From:H. S. Teoh <hsteoh@...>
Date:Friday, May 6, 2005, 21:32
On Fri, May 06, 2005 at 01:01:07PM -0700, Sai Emrys wrote:
> > I suppose however, that for a language to be visual only, your lexicon would > > have to be ideographic as someone else said. I'm thinking you'd have to > > create symbols for each function word, root, etc. A simple method would be > > to do affixing or maybe create something isolating instead (because > > obviously you couldn't do anything sound based (duh). You could also create > > semantically related words by altering the form of a base word/root. > > Mm. Ideographic I think would be limiting, but obviously whatever it > is, it would need to encode purely meaning. (I don't know of any > ideographic writing systems that do so; all the ones I know have at > least some phonetics in them, like Chinese.)
Why does it have to encode meaning directly? It can have idioms too, like the symbol for a horse combined on its bottom-right stroke with the symbol of a frog being an idiom meaning "it is going to rain". It can also have such features as indicating focus: say you're describing a story, and you'd use a particular decoration on the symbol for the hero to indicate that it's an important figure.

Records of labeled boxes:

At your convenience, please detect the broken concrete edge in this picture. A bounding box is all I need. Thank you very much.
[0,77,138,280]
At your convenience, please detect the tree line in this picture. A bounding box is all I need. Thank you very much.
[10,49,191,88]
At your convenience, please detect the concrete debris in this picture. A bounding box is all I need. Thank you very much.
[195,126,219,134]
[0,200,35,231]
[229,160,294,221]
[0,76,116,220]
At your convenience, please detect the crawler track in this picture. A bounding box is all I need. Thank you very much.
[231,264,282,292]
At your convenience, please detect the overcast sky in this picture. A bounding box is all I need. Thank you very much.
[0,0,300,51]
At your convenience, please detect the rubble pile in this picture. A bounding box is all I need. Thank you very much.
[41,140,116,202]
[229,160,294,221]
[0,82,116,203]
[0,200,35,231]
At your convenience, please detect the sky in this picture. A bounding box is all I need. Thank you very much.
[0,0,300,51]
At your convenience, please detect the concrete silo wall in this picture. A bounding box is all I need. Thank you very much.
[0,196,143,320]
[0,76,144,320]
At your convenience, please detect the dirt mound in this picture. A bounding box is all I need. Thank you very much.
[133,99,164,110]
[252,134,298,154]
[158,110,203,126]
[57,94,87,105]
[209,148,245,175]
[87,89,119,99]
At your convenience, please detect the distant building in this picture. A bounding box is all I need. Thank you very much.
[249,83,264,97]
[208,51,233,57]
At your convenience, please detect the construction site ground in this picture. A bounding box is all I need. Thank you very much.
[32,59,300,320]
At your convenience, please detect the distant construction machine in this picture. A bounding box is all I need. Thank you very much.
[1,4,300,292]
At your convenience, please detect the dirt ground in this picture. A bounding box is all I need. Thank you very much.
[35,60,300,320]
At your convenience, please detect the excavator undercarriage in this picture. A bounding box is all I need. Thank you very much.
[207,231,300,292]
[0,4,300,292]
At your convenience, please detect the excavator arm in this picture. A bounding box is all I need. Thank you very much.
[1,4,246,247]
---
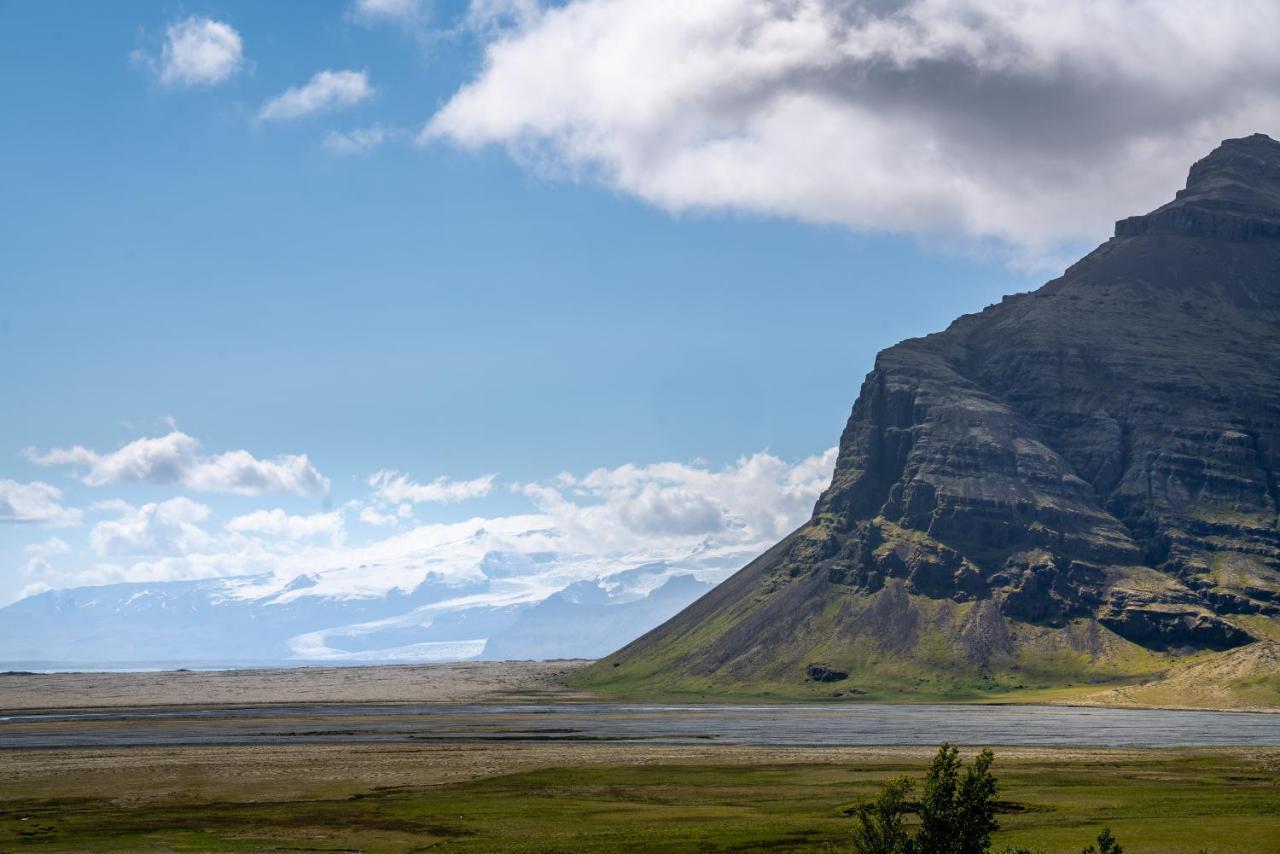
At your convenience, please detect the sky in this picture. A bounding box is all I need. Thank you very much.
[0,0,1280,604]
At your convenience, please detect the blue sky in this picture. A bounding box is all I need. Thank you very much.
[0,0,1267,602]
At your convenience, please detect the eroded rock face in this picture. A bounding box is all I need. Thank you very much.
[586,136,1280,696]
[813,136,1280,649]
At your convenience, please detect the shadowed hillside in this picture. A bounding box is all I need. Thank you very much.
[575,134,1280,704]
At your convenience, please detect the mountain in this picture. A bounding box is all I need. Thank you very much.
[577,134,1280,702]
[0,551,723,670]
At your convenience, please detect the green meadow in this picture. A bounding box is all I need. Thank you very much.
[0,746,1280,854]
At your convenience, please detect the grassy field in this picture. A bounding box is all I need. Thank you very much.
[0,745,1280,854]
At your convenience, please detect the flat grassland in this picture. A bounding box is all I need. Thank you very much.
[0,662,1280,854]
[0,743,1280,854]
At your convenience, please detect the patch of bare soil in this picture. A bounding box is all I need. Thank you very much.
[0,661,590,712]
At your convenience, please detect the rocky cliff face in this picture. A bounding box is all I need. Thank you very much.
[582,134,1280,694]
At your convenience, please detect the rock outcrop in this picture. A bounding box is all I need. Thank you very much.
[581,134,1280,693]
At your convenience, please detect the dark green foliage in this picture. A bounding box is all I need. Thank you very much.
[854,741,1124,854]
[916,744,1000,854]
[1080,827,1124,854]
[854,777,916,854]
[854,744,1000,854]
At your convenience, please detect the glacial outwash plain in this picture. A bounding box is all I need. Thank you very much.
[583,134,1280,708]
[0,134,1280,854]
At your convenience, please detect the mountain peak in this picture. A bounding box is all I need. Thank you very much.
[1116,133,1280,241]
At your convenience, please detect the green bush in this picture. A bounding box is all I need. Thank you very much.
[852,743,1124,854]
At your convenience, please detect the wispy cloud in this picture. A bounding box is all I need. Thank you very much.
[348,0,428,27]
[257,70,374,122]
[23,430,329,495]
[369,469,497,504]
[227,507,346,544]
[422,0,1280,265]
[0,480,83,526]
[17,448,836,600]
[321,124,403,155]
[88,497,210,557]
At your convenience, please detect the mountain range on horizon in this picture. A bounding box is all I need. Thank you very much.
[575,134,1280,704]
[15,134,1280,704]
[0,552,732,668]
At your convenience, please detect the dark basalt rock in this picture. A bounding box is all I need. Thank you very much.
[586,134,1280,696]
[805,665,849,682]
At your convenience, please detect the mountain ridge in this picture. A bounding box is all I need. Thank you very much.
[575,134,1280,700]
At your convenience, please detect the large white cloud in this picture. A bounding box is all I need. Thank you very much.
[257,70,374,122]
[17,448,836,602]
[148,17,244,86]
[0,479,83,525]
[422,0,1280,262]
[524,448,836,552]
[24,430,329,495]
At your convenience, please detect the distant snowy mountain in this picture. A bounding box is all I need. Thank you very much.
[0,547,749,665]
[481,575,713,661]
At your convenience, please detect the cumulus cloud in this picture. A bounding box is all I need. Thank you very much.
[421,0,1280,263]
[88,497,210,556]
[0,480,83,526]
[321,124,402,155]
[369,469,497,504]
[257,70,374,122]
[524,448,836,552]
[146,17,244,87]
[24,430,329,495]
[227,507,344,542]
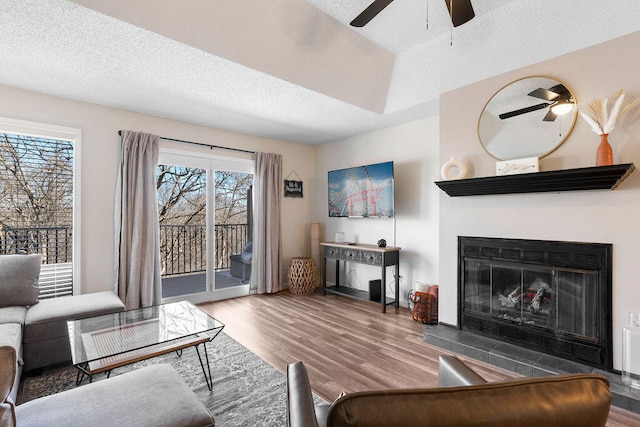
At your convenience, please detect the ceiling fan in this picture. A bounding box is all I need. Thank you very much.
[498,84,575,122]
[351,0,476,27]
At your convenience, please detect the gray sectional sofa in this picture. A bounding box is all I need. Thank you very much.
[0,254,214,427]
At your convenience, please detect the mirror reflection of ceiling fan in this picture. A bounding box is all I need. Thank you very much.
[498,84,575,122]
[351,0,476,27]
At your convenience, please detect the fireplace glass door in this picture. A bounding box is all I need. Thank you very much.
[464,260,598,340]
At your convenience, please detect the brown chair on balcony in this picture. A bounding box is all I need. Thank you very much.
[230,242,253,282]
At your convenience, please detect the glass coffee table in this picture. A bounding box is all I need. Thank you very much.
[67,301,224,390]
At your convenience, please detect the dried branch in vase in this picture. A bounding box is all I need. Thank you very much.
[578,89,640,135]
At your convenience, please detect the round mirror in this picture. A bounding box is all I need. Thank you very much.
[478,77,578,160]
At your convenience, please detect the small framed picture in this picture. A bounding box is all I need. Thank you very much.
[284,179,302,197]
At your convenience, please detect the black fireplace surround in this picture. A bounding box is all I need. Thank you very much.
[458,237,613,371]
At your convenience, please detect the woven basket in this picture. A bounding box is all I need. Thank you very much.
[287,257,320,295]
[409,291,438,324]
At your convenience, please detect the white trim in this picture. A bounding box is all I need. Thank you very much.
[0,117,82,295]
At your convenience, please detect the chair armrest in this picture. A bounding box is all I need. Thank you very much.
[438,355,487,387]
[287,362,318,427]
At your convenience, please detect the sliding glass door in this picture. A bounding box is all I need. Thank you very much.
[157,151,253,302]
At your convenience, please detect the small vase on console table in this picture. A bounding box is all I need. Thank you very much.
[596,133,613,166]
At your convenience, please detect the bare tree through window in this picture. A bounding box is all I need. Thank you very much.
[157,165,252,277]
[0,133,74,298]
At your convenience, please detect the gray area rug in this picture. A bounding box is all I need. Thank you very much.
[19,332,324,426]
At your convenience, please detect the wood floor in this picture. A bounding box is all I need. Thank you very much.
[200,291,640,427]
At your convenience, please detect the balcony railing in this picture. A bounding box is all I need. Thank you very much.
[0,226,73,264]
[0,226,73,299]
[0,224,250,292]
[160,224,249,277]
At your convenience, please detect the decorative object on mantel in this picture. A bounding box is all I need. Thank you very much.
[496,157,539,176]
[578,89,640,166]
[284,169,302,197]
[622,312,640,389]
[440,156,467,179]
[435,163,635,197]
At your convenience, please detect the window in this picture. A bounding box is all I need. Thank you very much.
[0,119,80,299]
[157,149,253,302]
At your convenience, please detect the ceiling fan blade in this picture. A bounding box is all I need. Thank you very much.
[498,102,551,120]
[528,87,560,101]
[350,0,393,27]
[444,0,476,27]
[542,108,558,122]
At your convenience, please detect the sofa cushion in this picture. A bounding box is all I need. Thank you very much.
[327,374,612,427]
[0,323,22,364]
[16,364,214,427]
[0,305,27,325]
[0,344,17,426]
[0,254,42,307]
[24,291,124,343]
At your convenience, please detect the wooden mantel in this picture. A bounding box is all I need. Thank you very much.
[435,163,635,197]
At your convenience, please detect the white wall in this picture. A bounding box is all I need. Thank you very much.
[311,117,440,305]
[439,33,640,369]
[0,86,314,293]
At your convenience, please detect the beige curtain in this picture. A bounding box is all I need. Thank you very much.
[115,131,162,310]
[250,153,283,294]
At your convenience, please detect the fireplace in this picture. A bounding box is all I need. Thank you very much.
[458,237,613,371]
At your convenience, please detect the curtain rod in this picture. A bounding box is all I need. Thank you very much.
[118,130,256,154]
...
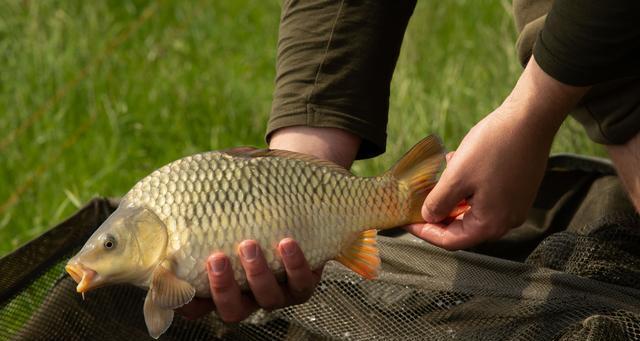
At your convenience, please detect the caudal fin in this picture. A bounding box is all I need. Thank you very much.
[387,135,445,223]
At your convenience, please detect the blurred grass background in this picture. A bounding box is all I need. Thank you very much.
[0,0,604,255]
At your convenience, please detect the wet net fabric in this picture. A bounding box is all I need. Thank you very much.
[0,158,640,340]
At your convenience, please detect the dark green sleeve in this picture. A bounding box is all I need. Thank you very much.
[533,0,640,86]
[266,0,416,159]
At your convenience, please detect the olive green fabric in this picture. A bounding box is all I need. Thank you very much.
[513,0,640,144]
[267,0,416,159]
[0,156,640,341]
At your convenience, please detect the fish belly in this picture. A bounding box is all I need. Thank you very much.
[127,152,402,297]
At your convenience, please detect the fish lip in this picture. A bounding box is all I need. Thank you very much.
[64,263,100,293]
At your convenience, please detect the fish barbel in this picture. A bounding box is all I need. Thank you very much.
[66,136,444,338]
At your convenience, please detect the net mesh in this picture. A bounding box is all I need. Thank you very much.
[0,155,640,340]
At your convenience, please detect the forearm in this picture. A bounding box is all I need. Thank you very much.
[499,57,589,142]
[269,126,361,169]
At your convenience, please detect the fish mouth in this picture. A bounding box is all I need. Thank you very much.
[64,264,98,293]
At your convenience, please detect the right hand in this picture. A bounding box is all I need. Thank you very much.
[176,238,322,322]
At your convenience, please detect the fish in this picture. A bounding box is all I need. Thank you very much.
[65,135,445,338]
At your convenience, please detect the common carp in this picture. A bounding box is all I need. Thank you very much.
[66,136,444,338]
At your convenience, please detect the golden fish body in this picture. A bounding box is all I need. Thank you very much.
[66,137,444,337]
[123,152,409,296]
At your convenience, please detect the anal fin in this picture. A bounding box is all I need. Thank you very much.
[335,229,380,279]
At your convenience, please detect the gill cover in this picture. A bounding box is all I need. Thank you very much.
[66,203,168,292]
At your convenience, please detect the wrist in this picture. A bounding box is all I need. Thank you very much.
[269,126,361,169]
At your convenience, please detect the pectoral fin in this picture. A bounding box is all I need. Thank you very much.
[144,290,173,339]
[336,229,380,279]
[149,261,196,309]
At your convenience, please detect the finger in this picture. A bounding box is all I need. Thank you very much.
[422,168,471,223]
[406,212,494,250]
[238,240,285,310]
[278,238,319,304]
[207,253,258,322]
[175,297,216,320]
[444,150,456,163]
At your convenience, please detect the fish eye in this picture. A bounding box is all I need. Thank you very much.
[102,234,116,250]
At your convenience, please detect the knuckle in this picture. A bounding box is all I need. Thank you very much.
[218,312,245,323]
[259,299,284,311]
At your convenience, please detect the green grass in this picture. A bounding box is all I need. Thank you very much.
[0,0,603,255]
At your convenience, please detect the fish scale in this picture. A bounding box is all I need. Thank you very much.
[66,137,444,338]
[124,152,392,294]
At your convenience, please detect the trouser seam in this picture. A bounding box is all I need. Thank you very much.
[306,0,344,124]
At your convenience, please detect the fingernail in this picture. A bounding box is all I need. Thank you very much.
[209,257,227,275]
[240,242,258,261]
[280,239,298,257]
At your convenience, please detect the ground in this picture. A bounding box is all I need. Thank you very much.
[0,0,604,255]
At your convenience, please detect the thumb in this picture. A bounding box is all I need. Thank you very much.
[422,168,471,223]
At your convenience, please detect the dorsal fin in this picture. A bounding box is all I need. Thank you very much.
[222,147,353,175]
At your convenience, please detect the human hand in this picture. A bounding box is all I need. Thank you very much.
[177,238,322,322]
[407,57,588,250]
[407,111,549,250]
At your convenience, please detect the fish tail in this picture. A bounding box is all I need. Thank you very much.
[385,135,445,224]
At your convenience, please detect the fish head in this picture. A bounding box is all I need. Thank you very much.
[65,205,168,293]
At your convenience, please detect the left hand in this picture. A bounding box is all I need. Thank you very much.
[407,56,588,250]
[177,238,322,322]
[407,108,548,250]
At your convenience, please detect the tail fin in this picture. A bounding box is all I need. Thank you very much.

■ **Task list**:
1 - In the mailing-list post about a visual-only language, what does the horse symbol combined on its bottom-right stroke with the frog symbol mean?
2 - Render this sentence from the mailing-list post about a visual-only language into Spanish: "Why does it have to encode meaning directly?"
3 - In the mailing-list post about a visual-only language, why does the quoted writer say they know of no ideographic writing system that encodes purely meaning?

■ **Answers to the tasks**:
1 - It is an idiom meaning "it is going to rain".

2 - ¿Por qué tiene que codificar el significado directamente?

3 - Every ideographic system the writer knows of contains at least some phonetics. Chinese is the example given.